- Goal of the exercise: Carry on the lecture notes about the four fundamental subspaces below, picking up right after their final sentence.

- Excerpt to read:
MIT 18.06SC Lecture 10: Four Fundamental Subspaces
Overview
For any \(m \times n\) matrix \(A\), there are four fundamental subspaces that completely characterize its structure:
| Subspace | Notation | Lives in | Dimension | Solves |
|---|---|---|---|---|
| Column Space | \(C(A)\) | \(\mathbb{R}^m\) | \(r\) | \(Ax = b\) |
| Null Space | \(N(A)\) | \(\mathbb{R}^n\) | \(n - r\) | \(Ax = \mathbf{0}\) |
| Row Space | \(C(A^T)\) | \(\mathbb{R}^n\) | \(r\) | \(A^T y = c\) |
| Left Null Space | \(N(A^T)\) | \(\mathbb{R}^m\) | \(m - r\) | \(A^T y = \mathbf{0}\) |
where \(r = \text{rank}(A)\).
Column Space: \(C(A)\)
Definition: The span of all columns of \(A\).
Properties:
- Lives in \(\mathbb{R}^m\) (same dimension as the rows)
- Dimension = \(\text{rank}(A) = r\)
- Represents all possible outputs of \(Ax\)
Linear combination interpretation:
\[ x_1 A_{:,1} + x_2 A_{:,2} + \cdots + x_n A_{:,n} = b \]
Key question: For which \(b\) does \(Ax = b\) have a solution?
Answer: When \(b \in C(A)\) (when \(b\) is in the column space).
Null Space: \(N(A)\)
Definition: All vectors \(x\) such that \(Ax = \mathbf{0}\).
Properties:
- Lives in \(\mathbb{R}^n\) (same dimension as the columns)
- Dimension = \(n - r\) (number of free variables)
- Contains all solutions to the homogeneous system \(Ax = \mathbf{0}\)
Interpretation: Vectors that get “killed” by the matrix \(A\).
Row Space: \(C(A^T)\)
Definition: The span of all rows of \(A\), equivalently the column space of \(A^T\).
Properties:
- Lives in \(\mathbb{R}^n\) (same dimension as the columns)
- Dimension = \(\text{rank}(A) = r\) (same as column space)
- Represents all possible outputs of \(A^T y\)
Row rank equals column rank (both equal \(r\)).
Left Null Space: \(N(A^T)\)
Definition: All vectors \(y\) such that \(A^T y = \mathbf{0}\).
Properties:
- Lives in \(\mathbb{R}^m\) (same dimension as the rows)
- Dimension = \(m - r\)
- Also called the left null space of \(A\)
Why “left null space”?
Starting from \(A^T y = \mathbf{0}\):
\[ \begin{aligned} A^T y &= \mathbf{0} \\ (A^T y)^T &= \mathbf{0}^T = [\mathbf{0}] \\ y^T A &= [\mathbf{0}] \end{aligned} \]
Since \(y^T\) is \(1 \times m\) and appears on the left of \(A\), this is called the left null space.

Dataset rows:

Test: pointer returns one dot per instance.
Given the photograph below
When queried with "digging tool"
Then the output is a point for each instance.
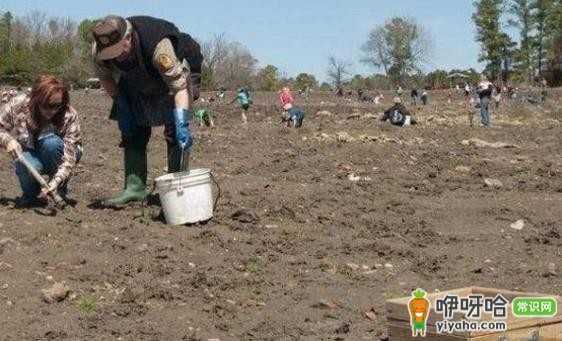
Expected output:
(59, 201)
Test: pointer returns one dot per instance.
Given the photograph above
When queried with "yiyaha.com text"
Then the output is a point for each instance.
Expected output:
(449, 327)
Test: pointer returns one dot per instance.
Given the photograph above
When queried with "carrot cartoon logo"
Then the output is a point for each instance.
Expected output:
(419, 306)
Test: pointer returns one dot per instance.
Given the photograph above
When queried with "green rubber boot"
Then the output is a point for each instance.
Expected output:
(178, 160)
(135, 178)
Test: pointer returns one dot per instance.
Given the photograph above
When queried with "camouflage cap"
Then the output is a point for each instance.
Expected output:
(109, 34)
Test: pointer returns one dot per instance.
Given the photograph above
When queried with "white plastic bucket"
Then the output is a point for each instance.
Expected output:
(186, 197)
(407, 121)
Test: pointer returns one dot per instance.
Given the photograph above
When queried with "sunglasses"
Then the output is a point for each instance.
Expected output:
(58, 106)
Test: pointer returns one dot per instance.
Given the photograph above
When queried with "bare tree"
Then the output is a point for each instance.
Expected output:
(226, 64)
(377, 50)
(399, 47)
(338, 70)
(214, 53)
(36, 22)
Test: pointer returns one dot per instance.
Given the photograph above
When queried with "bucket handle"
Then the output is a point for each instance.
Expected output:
(219, 191)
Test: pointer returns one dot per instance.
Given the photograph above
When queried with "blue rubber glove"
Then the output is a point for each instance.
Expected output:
(183, 135)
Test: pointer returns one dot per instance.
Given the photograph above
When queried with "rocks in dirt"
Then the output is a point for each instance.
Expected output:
(493, 183)
(354, 178)
(518, 225)
(5, 266)
(245, 216)
(552, 269)
(483, 144)
(325, 304)
(344, 328)
(324, 113)
(550, 272)
(5, 241)
(352, 266)
(368, 138)
(463, 169)
(344, 137)
(142, 248)
(57, 293)
(371, 314)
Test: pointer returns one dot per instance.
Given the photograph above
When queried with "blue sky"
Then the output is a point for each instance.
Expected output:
(296, 36)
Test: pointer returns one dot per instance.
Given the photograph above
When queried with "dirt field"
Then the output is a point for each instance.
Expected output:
(315, 226)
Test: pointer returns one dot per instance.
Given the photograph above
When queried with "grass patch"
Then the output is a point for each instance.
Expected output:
(253, 265)
(87, 305)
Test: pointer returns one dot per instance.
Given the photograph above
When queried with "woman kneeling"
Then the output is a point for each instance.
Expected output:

- Exercise result:
RREF and the Four Subspaces
Example Matrix
\[ A = \begin{bmatrix} 1 & 2 & 3 & 4 \\ 5 & 6 & 7 & 8 \\ 2 & 4 & 6 & 8 \end{bmatrix} \]
Row Echelon Form (REF)
\[ \text{REF} = \begin{bmatrix} 1 & 2 & 3 & 4 \\ 0 & -4 & -8 & -12 \\ 0 & 0 & 0 & 0 \end{bmatrix} \]
Reduced Row Echelon Form (RREF)
Step 1: Normalize pivot rows
\[ \begin{bmatrix} 1 & 2 & 3 & 4 \\ 0 & 1 & 2 & 3 \\ 0 & 0 & 0 & 0 \end{bmatrix} \]
Step 2: Eliminate above pivots
\[ \text{RREF} = \begin{bmatrix} 1 & 0 & -1 & -2 \\ 0 & 1 & 2 & 3 \\ 0 & 0 & 0 & 0 \end{bmatrix} \]
Analysis
- Rank: \(r = 2\) (two pivot columns)
- Free variables: \(n - r = 4 - 2 = 2\) (columns 3 and 4)
- Dimension of \(N(A)\): \(n - r = 2\)
- Dimension of \(C(A)\): \(r = 2\)
- Dimension of \(C(A^T)\): \(r = 2\)
- Dimension of \(N(A^T)\): \(m - r = 3 - 2 = 1\)
RREF is the unique simplest form of a matrix obtained through row operations that preserve the solution space.
Visualization

Dimension Relationships
For an \(m \times n\) matrix \(A\) with rank \(r\):
In \(\mathbb{R}^n\):
- \(\dim(C(A^T)) + \dim(N(A)) = r + (n - r) = n\)
- Row space and null space partition \(\mathbb{R}^n\)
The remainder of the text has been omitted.